======== Page excerpt

28. In a judgment of 27 January 2016 ( Решение № 147 от 2 7 .0 1 .201 6 г. на ВКС по т. д. № 3013/2013 г., I I т. о. ) the Supreme Court of Cassation examined an appeal on points of law brought by the Agency against the judgment of a court of appeal declaring mortgages under paragraph 8 null and void. The Supreme Court of Cassation upheld that judgment, after concluding that paragraph 8 was incompatible with Article 63 of the TFEU. Relying on case - law of the Court of Justice of the European Union and the European Commission ’ s position set out in the reasoned opinion referred to above, the domestic court found that paragraph 8 infringed the rights of direct and portfolio investors in privatised companies and unjustifiably enhanced the economic interests of the Bulgarian State to the detriment of those investors. It concluded that the application of paragraph 8 was “inadmissible” after Bulgaria ’ s accession to the European Union in 2007 and, as concerns the particular case before it, that the mortgages against the plaintiff ’ s property based on that provision were indeed null and void.

29. The above findings were upheld in a subsequent judgment of the Supreme Court of Cassation, given on 30 June 2017 ( Решение № 37 от 30 .0 6 .201 7 г. на ВКС по т. д. № 2637 /201 4 г., I т. о. ).

30. Relying on those two judgments, in a number of later cases first- and second-instance courts declared mortgages based on paragraph 8 null and void ( Решение № 58 от 13.04.2017 г. на ВтАС по в. т. д. № 28/2017 г. ; Решение № 43 от 19.03.2018 г. на ОС-Габрово по в. гр. д. № 7/2018 г. ; Решение № 76 от 26.04.2018 г. на ОС-Пазарджик по т. д. № 14 7 /2017 г. ; Решение № 3 18 7 от 21.05.2018 г. на СГС по гр. д. № 7571/2016 г. ; Решение № 287 от 25.10.2018 г. на ПАС по в. т. д. № 344/2018 г. ).

31. In other cases where properties mortgaged under paragraph 8 had already been sold to satisfy the State ’ s claims, first- and second-instance courts, relying in particular on the Supreme Court of Cassation ’ s judgment of 27 January 2016 (see paragraph 28 above) and on Article 4 § 3 of the TEU (see paragraph 35 below), awarded to the affected companies compensation for any damage inflicted on them ( Решение № 651 от 2 9 . 01 .201 9 г. на СГС по гр. д. № 3714/2016 г. ; Решение № 44 от 26.04.2016 г. на БАС по гр. д. № 96/2016 г. ; Решение № 18 от 22 . 03 .201 9 г. на БАС по в. гр. д. № 381/2018 г. ). In one of those cases the proceedings have been stayed after reaching the Supreme Court of Cassation, pending the adoption of an interpretative decision on the competence of the administrative and civil courts to examine claims under Article 4 § 3 of the TEU ( Определение № 440 от 18.04.2017 г., гр. д. № 5165 / 2016 г. ВКС, IV г. о . , on the interpretative proceedings at issue see paragraph 33 below).

================
======== Record extracts

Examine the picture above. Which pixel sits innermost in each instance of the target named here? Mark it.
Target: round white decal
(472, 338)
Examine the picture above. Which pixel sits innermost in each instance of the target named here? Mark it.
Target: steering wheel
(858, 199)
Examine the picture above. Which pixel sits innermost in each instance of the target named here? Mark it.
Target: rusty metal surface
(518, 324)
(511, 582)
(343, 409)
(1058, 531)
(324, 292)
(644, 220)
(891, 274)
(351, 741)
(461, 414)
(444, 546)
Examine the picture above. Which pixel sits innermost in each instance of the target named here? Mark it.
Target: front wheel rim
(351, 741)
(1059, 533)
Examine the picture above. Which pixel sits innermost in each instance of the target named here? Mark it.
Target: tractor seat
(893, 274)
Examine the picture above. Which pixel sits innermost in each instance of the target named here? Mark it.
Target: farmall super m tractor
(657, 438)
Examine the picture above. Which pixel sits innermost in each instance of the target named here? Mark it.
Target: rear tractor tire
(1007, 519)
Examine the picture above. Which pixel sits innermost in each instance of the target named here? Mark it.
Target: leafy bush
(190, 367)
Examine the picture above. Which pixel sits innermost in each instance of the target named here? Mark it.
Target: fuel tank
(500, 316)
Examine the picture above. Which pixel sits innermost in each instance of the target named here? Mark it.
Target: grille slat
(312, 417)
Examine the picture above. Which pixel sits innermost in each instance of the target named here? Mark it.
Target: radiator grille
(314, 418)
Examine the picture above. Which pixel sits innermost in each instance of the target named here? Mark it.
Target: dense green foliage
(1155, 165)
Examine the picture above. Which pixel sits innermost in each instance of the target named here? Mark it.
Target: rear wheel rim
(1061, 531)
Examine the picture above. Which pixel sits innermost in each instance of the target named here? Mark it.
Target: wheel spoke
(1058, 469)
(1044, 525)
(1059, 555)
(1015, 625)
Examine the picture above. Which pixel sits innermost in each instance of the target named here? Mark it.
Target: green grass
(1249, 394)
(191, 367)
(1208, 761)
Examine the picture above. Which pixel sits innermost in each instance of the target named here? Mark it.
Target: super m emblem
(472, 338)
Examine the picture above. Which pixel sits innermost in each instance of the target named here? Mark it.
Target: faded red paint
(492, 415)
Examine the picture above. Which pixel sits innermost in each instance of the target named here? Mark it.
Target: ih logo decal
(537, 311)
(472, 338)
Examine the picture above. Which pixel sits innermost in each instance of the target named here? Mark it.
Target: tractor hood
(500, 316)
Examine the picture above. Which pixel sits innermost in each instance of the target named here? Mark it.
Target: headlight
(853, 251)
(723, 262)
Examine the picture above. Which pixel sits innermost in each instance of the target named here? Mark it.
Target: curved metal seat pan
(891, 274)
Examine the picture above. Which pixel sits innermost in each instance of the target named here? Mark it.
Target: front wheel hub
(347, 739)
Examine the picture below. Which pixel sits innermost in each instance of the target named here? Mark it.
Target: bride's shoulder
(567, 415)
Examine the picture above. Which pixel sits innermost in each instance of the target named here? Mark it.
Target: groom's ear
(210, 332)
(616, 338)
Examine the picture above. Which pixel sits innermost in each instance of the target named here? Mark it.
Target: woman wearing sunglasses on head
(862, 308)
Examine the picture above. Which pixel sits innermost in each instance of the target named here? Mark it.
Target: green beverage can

================

**The problem**
In the court-judgment excerpt, which article of the TFEU did the Supreme Court of Cassation find paragraph 8 incompatible with? The records are separate from the excerpt and have nothing to do with it.

**Answer to this problem**
Article 63 of the TFEU.